#### Requirements:
Find every line in the listing below that contains the word "plank" and copy each of those lines. Matching is case-sensitive.

#### Record excerpts:

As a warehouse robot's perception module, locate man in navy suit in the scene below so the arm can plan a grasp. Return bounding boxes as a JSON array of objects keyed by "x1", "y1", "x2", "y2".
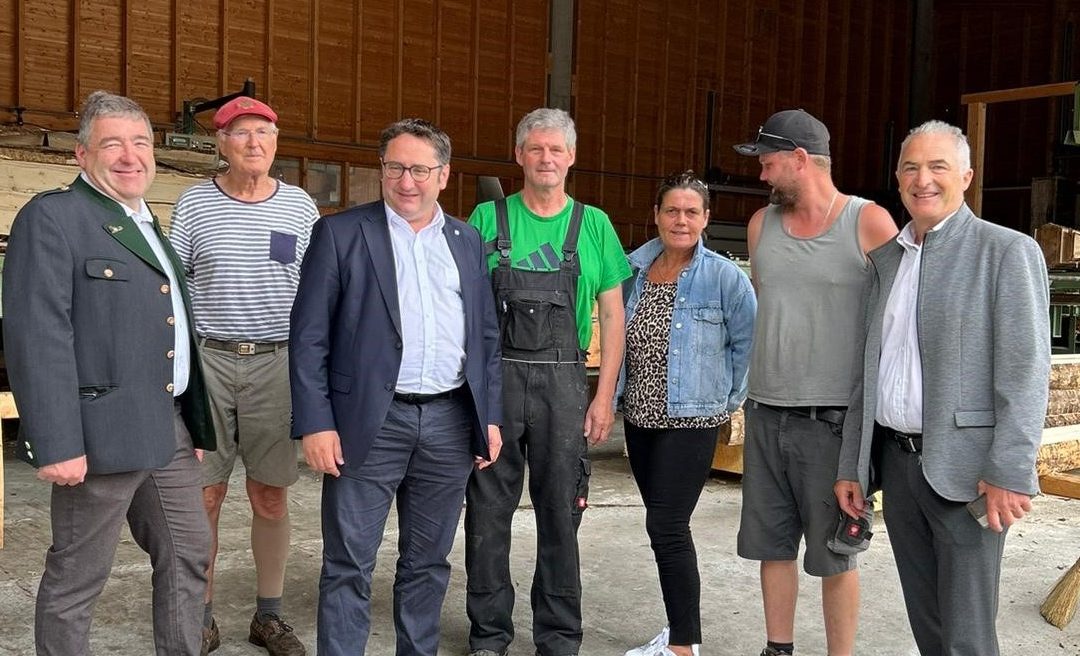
[{"x1": 289, "y1": 119, "x2": 502, "y2": 656}]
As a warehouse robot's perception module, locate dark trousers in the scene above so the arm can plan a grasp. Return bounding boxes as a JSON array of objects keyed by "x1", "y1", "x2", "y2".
[
  {"x1": 877, "y1": 438, "x2": 1005, "y2": 656},
  {"x1": 623, "y1": 421, "x2": 718, "y2": 645},
  {"x1": 318, "y1": 399, "x2": 472, "y2": 656},
  {"x1": 33, "y1": 410, "x2": 210, "y2": 656},
  {"x1": 465, "y1": 361, "x2": 590, "y2": 656}
]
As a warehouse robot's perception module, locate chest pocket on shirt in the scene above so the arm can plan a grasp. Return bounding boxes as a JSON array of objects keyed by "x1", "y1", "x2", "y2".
[
  {"x1": 270, "y1": 230, "x2": 296, "y2": 264},
  {"x1": 500, "y1": 290, "x2": 570, "y2": 351},
  {"x1": 86, "y1": 257, "x2": 129, "y2": 282}
]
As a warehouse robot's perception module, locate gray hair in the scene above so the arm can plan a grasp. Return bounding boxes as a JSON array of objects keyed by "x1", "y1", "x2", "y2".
[
  {"x1": 76, "y1": 91, "x2": 153, "y2": 148},
  {"x1": 379, "y1": 119, "x2": 450, "y2": 165},
  {"x1": 516, "y1": 107, "x2": 578, "y2": 150},
  {"x1": 897, "y1": 121, "x2": 971, "y2": 173}
]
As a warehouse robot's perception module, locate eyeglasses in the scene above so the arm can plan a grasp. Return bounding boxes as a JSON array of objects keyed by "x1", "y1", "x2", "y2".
[
  {"x1": 221, "y1": 128, "x2": 278, "y2": 142},
  {"x1": 382, "y1": 162, "x2": 445, "y2": 183},
  {"x1": 754, "y1": 125, "x2": 801, "y2": 150}
]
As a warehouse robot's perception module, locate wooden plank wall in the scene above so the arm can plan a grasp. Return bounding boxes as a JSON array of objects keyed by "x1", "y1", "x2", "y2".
[
  {"x1": 0, "y1": 0, "x2": 1067, "y2": 244},
  {"x1": 932, "y1": 0, "x2": 1080, "y2": 232},
  {"x1": 0, "y1": 0, "x2": 549, "y2": 220},
  {"x1": 575, "y1": 0, "x2": 909, "y2": 244}
]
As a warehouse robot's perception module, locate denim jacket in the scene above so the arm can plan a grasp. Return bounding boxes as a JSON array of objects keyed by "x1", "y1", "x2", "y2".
[{"x1": 616, "y1": 239, "x2": 757, "y2": 417}]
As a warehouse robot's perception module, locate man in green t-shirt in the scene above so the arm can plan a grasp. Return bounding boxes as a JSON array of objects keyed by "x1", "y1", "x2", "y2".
[{"x1": 465, "y1": 108, "x2": 631, "y2": 656}]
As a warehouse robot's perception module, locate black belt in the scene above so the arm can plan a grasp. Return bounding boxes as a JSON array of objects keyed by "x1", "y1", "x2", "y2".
[
  {"x1": 199, "y1": 337, "x2": 288, "y2": 356},
  {"x1": 757, "y1": 401, "x2": 848, "y2": 426},
  {"x1": 874, "y1": 421, "x2": 922, "y2": 453},
  {"x1": 394, "y1": 386, "x2": 464, "y2": 405}
]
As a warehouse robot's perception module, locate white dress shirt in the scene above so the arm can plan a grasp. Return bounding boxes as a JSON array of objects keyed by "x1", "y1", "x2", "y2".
[
  {"x1": 875, "y1": 212, "x2": 956, "y2": 433},
  {"x1": 383, "y1": 203, "x2": 465, "y2": 394},
  {"x1": 81, "y1": 173, "x2": 191, "y2": 398}
]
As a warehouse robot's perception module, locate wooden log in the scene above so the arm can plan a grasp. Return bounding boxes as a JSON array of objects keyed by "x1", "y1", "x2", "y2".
[
  {"x1": 1039, "y1": 470, "x2": 1080, "y2": 499},
  {"x1": 1047, "y1": 389, "x2": 1080, "y2": 414},
  {"x1": 719, "y1": 407, "x2": 746, "y2": 446},
  {"x1": 713, "y1": 444, "x2": 742, "y2": 473},
  {"x1": 1050, "y1": 356, "x2": 1080, "y2": 389},
  {"x1": 1035, "y1": 440, "x2": 1080, "y2": 476}
]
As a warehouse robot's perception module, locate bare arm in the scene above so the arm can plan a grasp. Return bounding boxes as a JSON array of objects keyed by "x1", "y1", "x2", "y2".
[
  {"x1": 746, "y1": 207, "x2": 768, "y2": 292},
  {"x1": 859, "y1": 203, "x2": 900, "y2": 253},
  {"x1": 584, "y1": 285, "x2": 625, "y2": 444}
]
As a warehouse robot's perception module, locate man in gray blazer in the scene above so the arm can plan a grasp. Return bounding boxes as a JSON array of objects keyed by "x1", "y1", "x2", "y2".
[
  {"x1": 835, "y1": 121, "x2": 1050, "y2": 656},
  {"x1": 3, "y1": 91, "x2": 215, "y2": 656}
]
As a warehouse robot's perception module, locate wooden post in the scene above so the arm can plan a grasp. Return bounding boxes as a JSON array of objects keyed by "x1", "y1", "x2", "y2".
[
  {"x1": 0, "y1": 392, "x2": 18, "y2": 549},
  {"x1": 960, "y1": 81, "x2": 1080, "y2": 215}
]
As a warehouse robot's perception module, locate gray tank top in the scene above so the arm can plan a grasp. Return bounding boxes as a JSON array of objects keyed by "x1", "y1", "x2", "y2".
[{"x1": 748, "y1": 196, "x2": 870, "y2": 405}]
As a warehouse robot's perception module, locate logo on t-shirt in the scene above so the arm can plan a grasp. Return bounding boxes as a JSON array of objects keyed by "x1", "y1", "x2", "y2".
[{"x1": 514, "y1": 241, "x2": 563, "y2": 271}]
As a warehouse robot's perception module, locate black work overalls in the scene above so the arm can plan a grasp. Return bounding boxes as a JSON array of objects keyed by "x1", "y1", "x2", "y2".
[{"x1": 465, "y1": 200, "x2": 590, "y2": 656}]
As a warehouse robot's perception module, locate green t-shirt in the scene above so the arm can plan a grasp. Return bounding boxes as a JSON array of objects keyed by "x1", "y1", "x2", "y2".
[{"x1": 469, "y1": 192, "x2": 631, "y2": 349}]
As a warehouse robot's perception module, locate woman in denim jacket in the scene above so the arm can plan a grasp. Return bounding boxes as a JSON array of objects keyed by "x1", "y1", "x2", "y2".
[{"x1": 616, "y1": 171, "x2": 757, "y2": 656}]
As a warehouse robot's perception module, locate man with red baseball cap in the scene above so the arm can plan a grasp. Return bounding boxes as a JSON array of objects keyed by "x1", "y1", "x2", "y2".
[{"x1": 170, "y1": 96, "x2": 319, "y2": 656}]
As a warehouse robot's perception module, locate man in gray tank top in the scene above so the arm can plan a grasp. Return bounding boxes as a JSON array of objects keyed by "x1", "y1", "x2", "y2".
[{"x1": 734, "y1": 109, "x2": 896, "y2": 656}]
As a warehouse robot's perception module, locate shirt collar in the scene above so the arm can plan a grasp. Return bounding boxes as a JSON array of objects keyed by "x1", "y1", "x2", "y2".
[
  {"x1": 79, "y1": 171, "x2": 153, "y2": 224},
  {"x1": 896, "y1": 209, "x2": 960, "y2": 251},
  {"x1": 382, "y1": 201, "x2": 446, "y2": 232}
]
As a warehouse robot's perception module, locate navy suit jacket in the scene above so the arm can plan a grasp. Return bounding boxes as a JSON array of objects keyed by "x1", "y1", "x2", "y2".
[
  {"x1": 3, "y1": 177, "x2": 216, "y2": 474},
  {"x1": 288, "y1": 201, "x2": 502, "y2": 467}
]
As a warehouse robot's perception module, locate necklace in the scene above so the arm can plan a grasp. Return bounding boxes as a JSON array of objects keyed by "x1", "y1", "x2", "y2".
[{"x1": 825, "y1": 189, "x2": 840, "y2": 220}]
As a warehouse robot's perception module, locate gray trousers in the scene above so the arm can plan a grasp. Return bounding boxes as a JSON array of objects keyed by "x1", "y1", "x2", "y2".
[
  {"x1": 33, "y1": 410, "x2": 210, "y2": 656},
  {"x1": 879, "y1": 438, "x2": 1005, "y2": 656}
]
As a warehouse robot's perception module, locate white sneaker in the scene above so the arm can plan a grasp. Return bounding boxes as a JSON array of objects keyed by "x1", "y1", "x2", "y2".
[{"x1": 622, "y1": 627, "x2": 671, "y2": 656}]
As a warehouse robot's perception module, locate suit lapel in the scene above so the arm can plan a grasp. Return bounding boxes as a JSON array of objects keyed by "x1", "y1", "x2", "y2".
[
  {"x1": 443, "y1": 215, "x2": 476, "y2": 317},
  {"x1": 360, "y1": 203, "x2": 402, "y2": 337},
  {"x1": 72, "y1": 176, "x2": 165, "y2": 273},
  {"x1": 443, "y1": 215, "x2": 476, "y2": 328}
]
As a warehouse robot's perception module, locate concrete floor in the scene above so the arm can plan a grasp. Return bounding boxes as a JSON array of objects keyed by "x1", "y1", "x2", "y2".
[{"x1": 0, "y1": 421, "x2": 1080, "y2": 656}]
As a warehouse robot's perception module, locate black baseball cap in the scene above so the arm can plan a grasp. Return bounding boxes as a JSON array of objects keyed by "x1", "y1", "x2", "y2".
[{"x1": 732, "y1": 109, "x2": 828, "y2": 157}]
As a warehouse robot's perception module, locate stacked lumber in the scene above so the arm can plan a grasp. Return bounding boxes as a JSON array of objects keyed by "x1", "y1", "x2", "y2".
[
  {"x1": 713, "y1": 354, "x2": 1080, "y2": 484},
  {"x1": 713, "y1": 409, "x2": 746, "y2": 473},
  {"x1": 1036, "y1": 356, "x2": 1080, "y2": 498}
]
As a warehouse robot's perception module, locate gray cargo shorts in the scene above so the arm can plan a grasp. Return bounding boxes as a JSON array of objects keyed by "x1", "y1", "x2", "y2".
[{"x1": 739, "y1": 400, "x2": 856, "y2": 577}]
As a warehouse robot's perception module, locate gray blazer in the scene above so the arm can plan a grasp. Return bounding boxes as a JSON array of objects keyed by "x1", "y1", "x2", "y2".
[
  {"x1": 3, "y1": 178, "x2": 215, "y2": 474},
  {"x1": 837, "y1": 204, "x2": 1050, "y2": 501}
]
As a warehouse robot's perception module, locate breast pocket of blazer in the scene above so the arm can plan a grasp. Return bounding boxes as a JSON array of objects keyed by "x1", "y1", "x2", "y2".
[{"x1": 86, "y1": 257, "x2": 130, "y2": 282}]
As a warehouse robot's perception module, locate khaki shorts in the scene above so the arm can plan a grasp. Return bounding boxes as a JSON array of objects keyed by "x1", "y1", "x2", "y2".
[
  {"x1": 200, "y1": 347, "x2": 299, "y2": 487},
  {"x1": 739, "y1": 400, "x2": 856, "y2": 577}
]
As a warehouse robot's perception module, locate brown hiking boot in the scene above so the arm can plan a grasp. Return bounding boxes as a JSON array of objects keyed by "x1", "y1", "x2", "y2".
[
  {"x1": 247, "y1": 613, "x2": 308, "y2": 656},
  {"x1": 199, "y1": 617, "x2": 221, "y2": 656}
]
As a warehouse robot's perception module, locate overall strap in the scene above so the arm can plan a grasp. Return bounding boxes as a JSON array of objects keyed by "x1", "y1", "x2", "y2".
[
  {"x1": 495, "y1": 198, "x2": 510, "y2": 269},
  {"x1": 559, "y1": 201, "x2": 585, "y2": 268}
]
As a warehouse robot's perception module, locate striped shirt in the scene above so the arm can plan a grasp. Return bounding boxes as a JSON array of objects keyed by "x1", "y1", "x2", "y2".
[{"x1": 170, "y1": 180, "x2": 319, "y2": 342}]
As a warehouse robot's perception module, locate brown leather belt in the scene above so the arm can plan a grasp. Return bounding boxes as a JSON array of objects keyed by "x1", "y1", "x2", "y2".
[
  {"x1": 874, "y1": 421, "x2": 922, "y2": 453},
  {"x1": 394, "y1": 385, "x2": 464, "y2": 405},
  {"x1": 199, "y1": 337, "x2": 288, "y2": 356}
]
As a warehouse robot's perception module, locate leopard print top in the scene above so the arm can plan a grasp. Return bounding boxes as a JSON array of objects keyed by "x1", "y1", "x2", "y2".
[{"x1": 623, "y1": 280, "x2": 728, "y2": 428}]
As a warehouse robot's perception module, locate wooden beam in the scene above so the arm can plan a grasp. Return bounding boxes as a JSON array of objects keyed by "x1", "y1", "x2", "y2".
[
  {"x1": 1035, "y1": 440, "x2": 1080, "y2": 476},
  {"x1": 1039, "y1": 471, "x2": 1080, "y2": 499},
  {"x1": 960, "y1": 81, "x2": 1080, "y2": 105},
  {"x1": 960, "y1": 81, "x2": 1080, "y2": 215}
]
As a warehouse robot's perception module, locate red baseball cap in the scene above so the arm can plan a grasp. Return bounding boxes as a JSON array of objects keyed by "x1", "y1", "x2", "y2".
[{"x1": 214, "y1": 96, "x2": 278, "y2": 130}]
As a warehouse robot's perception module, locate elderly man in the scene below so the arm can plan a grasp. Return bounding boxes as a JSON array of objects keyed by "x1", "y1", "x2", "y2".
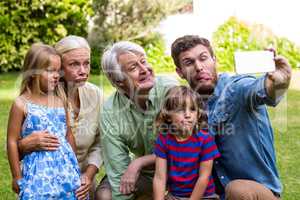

#### Expected answer:
As a warehouse robot's perception module, locate wooden plank wall in the scene above so the arm can plan a grasp. Return bounding boxes as a JSON array of objects keyed by "x1", "y1", "x2", "y2".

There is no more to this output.